━━ DATA EXTRACT ━━

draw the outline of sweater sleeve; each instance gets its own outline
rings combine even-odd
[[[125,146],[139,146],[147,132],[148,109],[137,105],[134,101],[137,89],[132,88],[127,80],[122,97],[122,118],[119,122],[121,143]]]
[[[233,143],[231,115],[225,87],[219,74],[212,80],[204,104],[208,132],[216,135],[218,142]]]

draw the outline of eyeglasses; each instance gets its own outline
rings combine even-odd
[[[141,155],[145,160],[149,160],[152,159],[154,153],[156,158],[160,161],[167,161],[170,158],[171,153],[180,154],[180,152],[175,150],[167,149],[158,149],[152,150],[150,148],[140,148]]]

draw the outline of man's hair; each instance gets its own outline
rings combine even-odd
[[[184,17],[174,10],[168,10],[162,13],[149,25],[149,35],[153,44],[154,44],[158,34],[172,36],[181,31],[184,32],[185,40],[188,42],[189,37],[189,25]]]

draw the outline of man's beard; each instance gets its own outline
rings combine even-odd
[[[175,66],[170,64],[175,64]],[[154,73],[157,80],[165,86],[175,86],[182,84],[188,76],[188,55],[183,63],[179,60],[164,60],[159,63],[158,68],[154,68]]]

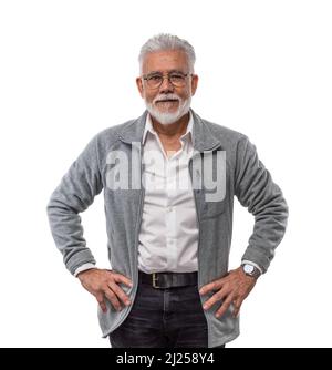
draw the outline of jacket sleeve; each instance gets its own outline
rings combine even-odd
[[[284,235],[288,206],[280,187],[259,161],[256,146],[246,136],[237,148],[235,194],[255,216],[253,233],[242,260],[256,263],[266,273]]]
[[[46,207],[53,239],[73,275],[80,266],[95,264],[83,237],[79,213],[93,203],[102,188],[95,136],[62,177]]]

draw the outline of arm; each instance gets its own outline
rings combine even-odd
[[[102,188],[94,137],[71,165],[48,204],[51,232],[71,274],[84,264],[95,264],[86,247],[79,214],[93,203]]]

━━━

**CHALLENGE:** Repeat the material above verbatim. Leave the pictures behind.

**RESULT OF THE TASK:**
draw the outline of sweater sleeve; each instance gets its own outline
rings combine even-odd
[[[125,146],[139,146],[147,132],[148,109],[137,105],[134,101],[137,89],[132,88],[127,80],[122,97],[122,118],[119,122],[121,143]]]
[[[233,143],[231,115],[225,87],[219,74],[212,80],[204,104],[208,132],[216,135],[218,142]]]

draw the outline of eyeglasses; each instance gets its own outline
rings combine even-odd
[[[141,155],[145,160],[149,160],[152,159],[154,153],[156,158],[160,161],[167,161],[170,158],[171,153],[180,154],[180,152],[175,150],[167,149],[158,149],[152,150],[150,148],[140,148]]]

draw the outline of man's hair; each instance gets its own outline
rings combine even-odd
[[[184,17],[174,10],[168,10],[162,13],[149,25],[149,35],[153,44],[154,44],[158,34],[172,36],[181,31],[184,32],[185,40],[188,42],[189,37],[189,25]]]

draw the outline of man's beard; each instance gets its own outline
rings combine even-odd
[[[175,66],[170,64],[175,64]],[[154,73],[157,80],[165,86],[175,86],[182,84],[188,76],[188,55],[183,63],[179,60],[164,60],[159,63],[158,68],[154,68]]]

draw the outline of jacket sleeve; each instance gets its own outline
rings combine even-odd
[[[284,235],[288,206],[280,187],[259,161],[256,146],[246,136],[237,148],[235,194],[255,216],[253,233],[242,260],[256,263],[266,273]]]
[[[46,207],[53,239],[73,275],[80,266],[95,264],[83,237],[79,213],[93,203],[102,188],[95,136],[62,177]]]

draw the outline of arm; each instance gets its own outline
rings combine even-odd
[[[102,188],[94,137],[71,165],[48,204],[51,232],[71,274],[84,264],[95,264],[86,247],[79,214],[93,203]]]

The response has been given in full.